*ABOUT THIS TASK*
Read the data below line by line and copy each one with "house" in it.

|---|

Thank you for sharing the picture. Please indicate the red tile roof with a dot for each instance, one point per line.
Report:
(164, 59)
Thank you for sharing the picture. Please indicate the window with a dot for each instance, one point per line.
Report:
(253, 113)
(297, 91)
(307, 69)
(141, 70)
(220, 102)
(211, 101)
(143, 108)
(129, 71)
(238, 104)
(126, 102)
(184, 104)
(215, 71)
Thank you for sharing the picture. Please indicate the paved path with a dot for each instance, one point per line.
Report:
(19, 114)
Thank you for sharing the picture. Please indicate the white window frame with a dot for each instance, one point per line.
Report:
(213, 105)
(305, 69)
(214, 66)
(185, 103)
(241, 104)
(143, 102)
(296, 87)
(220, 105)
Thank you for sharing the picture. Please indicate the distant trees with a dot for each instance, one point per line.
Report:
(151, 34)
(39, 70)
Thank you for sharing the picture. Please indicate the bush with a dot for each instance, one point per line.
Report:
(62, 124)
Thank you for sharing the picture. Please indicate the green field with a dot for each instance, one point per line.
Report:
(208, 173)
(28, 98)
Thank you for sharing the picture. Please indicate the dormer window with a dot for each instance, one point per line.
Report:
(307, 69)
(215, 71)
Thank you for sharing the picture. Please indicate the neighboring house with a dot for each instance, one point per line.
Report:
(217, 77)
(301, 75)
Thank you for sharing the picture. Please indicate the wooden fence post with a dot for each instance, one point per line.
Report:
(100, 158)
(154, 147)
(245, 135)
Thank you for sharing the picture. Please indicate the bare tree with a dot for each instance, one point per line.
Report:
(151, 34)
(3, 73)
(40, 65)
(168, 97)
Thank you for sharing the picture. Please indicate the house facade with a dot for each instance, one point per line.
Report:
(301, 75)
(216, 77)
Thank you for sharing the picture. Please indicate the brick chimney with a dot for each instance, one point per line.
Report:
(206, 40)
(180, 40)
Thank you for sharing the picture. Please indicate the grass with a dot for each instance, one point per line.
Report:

|---|

*SOLUTION TO THE PROBLEM*
Thank you for sharing the picture. Please indicate the neighboring house with a dot for each instance, one point per line.
Thank you for sharing the picture. Please indicate the house facade with a dot for each instance, one point per line.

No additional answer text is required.